Dataset rows
══════════════════════════════

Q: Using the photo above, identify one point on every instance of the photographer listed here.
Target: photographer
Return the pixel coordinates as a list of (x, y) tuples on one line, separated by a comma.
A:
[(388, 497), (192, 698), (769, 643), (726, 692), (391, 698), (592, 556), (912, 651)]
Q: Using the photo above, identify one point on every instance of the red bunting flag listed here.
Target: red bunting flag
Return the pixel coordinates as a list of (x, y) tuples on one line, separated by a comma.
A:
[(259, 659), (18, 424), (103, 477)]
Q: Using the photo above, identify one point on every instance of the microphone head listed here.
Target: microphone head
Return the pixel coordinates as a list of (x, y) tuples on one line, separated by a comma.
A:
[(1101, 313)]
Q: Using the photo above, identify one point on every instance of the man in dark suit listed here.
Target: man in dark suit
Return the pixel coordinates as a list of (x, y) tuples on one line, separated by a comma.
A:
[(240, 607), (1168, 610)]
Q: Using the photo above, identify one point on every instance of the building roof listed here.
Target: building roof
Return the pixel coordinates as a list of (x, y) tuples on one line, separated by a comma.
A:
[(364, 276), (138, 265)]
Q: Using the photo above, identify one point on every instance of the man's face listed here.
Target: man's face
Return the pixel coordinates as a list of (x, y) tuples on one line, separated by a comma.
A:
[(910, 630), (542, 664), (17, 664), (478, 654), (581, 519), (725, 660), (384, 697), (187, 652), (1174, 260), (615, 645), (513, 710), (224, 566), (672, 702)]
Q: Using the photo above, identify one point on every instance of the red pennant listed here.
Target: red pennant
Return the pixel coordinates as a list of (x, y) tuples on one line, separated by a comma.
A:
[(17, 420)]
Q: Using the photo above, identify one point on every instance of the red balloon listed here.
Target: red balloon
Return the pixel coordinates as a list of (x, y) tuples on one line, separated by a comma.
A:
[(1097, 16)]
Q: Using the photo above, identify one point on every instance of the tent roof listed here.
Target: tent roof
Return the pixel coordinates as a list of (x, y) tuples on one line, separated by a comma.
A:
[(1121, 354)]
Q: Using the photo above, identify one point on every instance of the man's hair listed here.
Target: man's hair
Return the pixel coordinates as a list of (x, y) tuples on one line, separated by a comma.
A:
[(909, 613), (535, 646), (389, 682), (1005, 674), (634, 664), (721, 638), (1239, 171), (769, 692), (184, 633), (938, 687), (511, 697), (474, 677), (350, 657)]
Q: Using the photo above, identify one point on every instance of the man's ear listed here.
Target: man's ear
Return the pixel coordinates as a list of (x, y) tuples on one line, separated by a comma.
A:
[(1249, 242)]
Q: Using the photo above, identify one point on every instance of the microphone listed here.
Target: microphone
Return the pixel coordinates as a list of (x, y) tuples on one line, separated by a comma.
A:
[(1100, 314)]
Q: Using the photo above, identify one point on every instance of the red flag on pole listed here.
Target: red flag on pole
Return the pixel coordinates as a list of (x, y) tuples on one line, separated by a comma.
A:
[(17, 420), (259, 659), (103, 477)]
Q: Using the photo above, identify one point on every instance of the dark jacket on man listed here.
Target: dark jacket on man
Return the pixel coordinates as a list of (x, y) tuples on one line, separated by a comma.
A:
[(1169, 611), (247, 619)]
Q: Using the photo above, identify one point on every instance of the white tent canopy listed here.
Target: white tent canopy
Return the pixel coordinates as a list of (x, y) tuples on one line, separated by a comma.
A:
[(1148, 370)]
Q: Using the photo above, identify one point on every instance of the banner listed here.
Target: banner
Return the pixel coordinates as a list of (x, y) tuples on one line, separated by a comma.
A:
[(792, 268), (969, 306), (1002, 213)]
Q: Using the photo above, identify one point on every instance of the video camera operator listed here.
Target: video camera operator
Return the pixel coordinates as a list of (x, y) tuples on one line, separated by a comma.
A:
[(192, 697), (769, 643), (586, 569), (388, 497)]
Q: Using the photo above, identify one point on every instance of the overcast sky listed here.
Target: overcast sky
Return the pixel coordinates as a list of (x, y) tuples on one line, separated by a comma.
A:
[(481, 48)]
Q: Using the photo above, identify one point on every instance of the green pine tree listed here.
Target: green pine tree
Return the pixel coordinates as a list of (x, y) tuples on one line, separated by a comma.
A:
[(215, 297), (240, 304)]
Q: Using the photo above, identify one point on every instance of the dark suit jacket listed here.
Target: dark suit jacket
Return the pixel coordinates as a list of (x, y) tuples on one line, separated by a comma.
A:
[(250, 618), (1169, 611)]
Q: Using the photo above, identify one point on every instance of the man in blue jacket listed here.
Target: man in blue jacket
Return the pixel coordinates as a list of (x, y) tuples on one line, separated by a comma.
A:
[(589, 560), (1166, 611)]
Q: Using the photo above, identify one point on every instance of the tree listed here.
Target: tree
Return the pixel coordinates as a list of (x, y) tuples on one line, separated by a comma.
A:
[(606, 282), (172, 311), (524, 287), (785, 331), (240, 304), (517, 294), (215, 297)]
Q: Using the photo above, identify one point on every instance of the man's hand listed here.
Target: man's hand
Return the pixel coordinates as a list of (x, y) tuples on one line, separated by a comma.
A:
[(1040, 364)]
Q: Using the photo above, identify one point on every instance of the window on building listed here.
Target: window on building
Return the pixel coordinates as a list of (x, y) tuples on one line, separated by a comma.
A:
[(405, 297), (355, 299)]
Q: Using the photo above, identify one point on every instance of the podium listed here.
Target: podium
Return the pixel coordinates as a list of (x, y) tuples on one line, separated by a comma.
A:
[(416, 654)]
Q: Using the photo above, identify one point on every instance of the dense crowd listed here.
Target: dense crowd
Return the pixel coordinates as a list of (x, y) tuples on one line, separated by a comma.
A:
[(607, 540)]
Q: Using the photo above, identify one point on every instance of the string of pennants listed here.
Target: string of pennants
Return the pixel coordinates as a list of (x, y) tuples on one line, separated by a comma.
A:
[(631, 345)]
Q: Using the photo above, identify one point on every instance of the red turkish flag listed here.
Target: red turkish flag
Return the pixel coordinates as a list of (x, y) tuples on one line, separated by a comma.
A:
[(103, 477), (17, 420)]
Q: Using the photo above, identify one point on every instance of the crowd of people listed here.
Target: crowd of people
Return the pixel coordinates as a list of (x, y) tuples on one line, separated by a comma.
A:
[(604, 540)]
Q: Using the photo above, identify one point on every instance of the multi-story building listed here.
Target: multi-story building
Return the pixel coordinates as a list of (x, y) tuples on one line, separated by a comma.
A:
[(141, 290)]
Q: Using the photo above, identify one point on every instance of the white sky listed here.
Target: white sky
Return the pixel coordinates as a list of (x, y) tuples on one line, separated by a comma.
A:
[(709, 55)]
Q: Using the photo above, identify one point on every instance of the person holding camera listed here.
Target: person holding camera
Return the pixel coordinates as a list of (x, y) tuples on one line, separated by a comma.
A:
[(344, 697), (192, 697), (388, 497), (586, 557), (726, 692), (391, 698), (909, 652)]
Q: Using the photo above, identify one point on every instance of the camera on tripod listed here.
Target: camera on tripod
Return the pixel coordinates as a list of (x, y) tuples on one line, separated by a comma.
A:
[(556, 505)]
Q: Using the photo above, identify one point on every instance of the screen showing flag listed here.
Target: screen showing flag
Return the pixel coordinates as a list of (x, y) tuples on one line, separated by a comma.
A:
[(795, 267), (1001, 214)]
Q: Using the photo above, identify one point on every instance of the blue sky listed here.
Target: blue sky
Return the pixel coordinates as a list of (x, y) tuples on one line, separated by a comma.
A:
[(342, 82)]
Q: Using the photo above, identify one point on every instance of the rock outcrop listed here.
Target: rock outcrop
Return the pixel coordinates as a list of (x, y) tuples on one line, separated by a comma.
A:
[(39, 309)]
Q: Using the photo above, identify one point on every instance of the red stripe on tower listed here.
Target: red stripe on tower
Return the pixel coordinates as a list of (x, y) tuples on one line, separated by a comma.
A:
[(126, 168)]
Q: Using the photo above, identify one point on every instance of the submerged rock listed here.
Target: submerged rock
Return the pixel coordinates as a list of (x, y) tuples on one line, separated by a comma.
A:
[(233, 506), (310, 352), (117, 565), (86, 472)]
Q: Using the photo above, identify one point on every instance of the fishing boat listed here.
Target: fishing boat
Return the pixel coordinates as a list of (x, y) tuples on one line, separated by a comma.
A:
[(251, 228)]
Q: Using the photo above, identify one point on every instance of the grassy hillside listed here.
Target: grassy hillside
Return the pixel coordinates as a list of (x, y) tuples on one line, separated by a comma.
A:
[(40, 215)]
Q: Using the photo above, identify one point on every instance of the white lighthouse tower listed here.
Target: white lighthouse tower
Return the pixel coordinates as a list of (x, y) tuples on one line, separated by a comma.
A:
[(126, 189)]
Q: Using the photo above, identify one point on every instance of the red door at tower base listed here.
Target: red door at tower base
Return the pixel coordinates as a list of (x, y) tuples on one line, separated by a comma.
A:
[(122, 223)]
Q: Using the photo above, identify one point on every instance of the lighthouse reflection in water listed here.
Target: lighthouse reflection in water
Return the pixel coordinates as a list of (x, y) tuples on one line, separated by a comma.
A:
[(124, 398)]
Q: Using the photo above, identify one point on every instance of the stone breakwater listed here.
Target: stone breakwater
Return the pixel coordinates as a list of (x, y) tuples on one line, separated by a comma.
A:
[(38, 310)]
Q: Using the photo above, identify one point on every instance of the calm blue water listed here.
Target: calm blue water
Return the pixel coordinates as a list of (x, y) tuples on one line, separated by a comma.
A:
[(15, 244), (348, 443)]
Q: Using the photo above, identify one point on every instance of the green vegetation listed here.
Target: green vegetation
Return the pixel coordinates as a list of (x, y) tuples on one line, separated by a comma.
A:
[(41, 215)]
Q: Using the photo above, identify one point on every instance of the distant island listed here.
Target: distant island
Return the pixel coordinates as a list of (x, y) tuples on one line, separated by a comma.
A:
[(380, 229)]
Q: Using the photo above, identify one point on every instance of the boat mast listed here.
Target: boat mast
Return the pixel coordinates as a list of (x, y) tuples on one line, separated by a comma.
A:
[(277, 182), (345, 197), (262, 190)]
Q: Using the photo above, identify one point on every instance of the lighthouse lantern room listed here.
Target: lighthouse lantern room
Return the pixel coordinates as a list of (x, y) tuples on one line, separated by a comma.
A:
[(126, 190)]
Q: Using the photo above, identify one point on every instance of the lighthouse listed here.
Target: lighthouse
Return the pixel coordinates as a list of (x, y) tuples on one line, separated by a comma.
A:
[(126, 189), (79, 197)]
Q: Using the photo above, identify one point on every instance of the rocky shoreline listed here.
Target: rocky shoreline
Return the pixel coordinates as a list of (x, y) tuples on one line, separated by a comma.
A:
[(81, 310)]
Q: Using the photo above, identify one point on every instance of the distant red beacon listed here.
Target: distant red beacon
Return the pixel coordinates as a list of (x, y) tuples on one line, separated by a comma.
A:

══════════════════════════════

Update the stretch from the line containing "banner listed here." through the line containing "[(792, 268), (969, 306), (1002, 213)]" by replacing "pixel coordinates" with "image coordinates". Return only those lines, with everything else unchanged.

◆ **EXERCISE SOLUTION**
Q: Using the photo above, identify one point on every instance of the banner listed here.
Target: banner
Return the image coordinates as a list of (x, y) tuples on one line, separated by a comma.
A:
[(792, 268), (969, 306), (1002, 213)]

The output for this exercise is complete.